> **ASSIGNMENT 1**
In the passage on livestock investment, which framework classifies investment in fishing, aquaculture and non-ruminant livestock agriculture as universally aligned with the Paris Agreement's climate change mitigation goals?
> **ASSIGNMENT 2**
Please list every benefit that, according to the passage on livestock investment, some interviewees said beef cattle investment could bring to small producers.

> **EXCERPTED PASSAGE**

As a result, while some interviewees argued that investment in beef cattle could benefit small producers through making their livelihoods more diversified and resilient, increasing household incomes and improving nutritional health, most had shifted their focus towards poultry and egg production and towards the raising of cattle and small ruminants to produce dairy products(2). This pattern of financing (with the possible exception of investment in dairy production) is consistent with the Joint Multilateral Development Bank Assessment Framework for Paris Alignment for Direct Investment Operations (African Development Bank Group et al., 2021), which classifies investment in fishing, aquaculture and non-ruminant livestock agriculture as being universally aligned with the Paris Agreement’s climate change mitigation goals. As such, it may in part reflect the Framework’s influence on DFIs’ investment decision-making.
Some interviewees highlighted that these environmental concerns – combined with the emergence of new evidence about the economic and nutritional benefits of aquaculture – had also driven increased interest in investment in small-scale aquaculture projects. However, while aquaculture projects had as a result assumed an increasingly prominent role within some DFIs’ investment programmes, other interviewees suggested that they had struggled to find aquaculture projects which were large enough in scale to be investable. Some were also reluctant to finance aquaculture enterprises due to the failure of previous investments, with one interviewee highlighting that aquaculture projects could easily fall victim to disease if those involved in them were not already skilled in fish farming and did not have access to healthy breeding stock. As a result, while these investors displayed enthusiasm for investment in aquaculture, a larger proportion of their investment still appeared to be directed towards poultry, egg and dairy value chains.

> **DATASET RECORDS**

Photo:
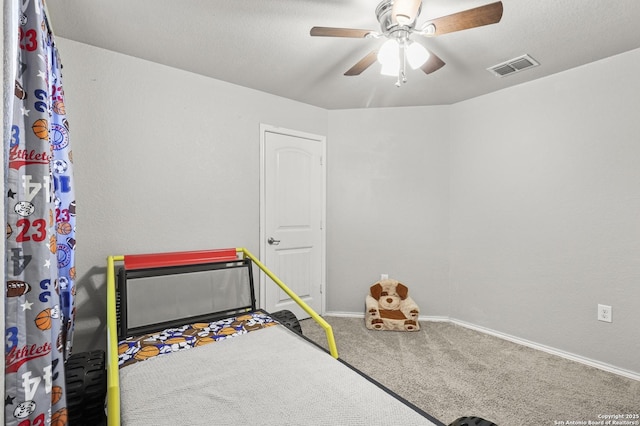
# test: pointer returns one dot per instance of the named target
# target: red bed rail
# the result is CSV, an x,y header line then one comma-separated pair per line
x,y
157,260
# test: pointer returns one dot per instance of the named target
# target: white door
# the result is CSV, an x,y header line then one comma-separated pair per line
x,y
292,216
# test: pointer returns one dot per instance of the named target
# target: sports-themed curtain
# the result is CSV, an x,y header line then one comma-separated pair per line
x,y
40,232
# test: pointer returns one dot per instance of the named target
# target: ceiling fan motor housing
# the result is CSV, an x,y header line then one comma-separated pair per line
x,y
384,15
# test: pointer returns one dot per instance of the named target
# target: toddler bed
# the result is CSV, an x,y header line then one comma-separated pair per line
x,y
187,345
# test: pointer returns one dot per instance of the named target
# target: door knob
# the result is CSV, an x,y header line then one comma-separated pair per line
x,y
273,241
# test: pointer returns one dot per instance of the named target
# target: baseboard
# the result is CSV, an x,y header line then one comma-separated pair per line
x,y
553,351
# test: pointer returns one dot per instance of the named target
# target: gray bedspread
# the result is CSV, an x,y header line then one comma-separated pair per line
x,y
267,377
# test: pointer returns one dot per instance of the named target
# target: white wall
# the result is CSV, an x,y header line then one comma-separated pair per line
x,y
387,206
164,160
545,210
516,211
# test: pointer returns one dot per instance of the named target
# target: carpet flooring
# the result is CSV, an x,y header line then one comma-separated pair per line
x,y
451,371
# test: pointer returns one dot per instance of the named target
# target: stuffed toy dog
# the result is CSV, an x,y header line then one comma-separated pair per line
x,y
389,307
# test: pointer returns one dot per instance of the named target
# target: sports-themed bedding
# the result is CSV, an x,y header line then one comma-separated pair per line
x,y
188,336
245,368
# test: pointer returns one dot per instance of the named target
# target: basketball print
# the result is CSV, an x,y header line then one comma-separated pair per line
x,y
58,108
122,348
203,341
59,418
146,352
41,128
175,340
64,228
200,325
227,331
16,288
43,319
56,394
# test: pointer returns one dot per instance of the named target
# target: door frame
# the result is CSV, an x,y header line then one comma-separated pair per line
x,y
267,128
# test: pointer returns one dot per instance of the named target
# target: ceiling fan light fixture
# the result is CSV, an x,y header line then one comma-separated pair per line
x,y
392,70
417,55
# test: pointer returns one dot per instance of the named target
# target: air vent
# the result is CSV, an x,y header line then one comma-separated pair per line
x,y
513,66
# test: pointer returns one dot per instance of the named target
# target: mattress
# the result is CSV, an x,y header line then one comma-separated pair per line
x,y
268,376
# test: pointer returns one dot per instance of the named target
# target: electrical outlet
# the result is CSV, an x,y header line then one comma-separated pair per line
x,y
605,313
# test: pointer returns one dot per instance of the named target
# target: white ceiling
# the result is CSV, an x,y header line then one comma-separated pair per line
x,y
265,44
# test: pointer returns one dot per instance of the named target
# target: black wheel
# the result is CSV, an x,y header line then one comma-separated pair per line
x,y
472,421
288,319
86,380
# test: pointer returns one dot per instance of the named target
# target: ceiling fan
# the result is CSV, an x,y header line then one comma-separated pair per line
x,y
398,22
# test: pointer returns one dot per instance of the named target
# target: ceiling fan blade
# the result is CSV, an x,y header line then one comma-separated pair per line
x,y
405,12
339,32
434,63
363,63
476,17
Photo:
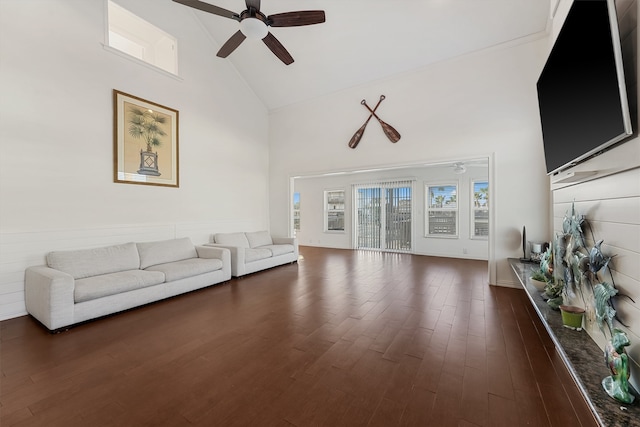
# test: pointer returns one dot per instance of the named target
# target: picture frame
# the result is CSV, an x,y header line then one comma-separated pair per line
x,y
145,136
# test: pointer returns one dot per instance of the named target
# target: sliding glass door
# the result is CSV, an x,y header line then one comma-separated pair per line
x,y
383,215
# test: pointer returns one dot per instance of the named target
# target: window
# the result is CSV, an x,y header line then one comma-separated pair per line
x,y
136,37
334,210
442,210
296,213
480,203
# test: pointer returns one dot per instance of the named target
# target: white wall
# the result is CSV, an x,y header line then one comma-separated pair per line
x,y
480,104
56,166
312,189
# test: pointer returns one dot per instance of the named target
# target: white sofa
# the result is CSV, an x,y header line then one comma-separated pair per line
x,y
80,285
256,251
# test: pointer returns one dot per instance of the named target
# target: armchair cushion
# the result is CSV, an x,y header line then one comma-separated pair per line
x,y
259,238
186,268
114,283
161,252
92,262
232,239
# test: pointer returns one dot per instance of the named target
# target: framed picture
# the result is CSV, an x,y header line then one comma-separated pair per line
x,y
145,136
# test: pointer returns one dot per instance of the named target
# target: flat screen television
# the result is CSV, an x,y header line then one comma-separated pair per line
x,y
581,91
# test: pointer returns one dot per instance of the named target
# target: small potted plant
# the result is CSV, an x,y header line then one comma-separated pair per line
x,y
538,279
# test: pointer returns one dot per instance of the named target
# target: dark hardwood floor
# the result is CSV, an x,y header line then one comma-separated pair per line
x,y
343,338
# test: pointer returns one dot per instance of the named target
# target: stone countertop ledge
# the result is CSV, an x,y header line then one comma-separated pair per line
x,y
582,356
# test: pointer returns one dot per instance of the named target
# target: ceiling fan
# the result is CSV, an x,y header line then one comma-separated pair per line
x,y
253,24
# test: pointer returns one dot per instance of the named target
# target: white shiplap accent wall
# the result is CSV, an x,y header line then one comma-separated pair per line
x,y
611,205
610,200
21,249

> **FINAL ANSWER 1**
The Joint Multilateral Development Bank Assessment Framework for Paris Alignment for Direct Investment Operations.

> **FINAL ANSWER 2**
- Making their livelihoods more diversified and resilient
- Increasing household incomes
- Improving nutritional health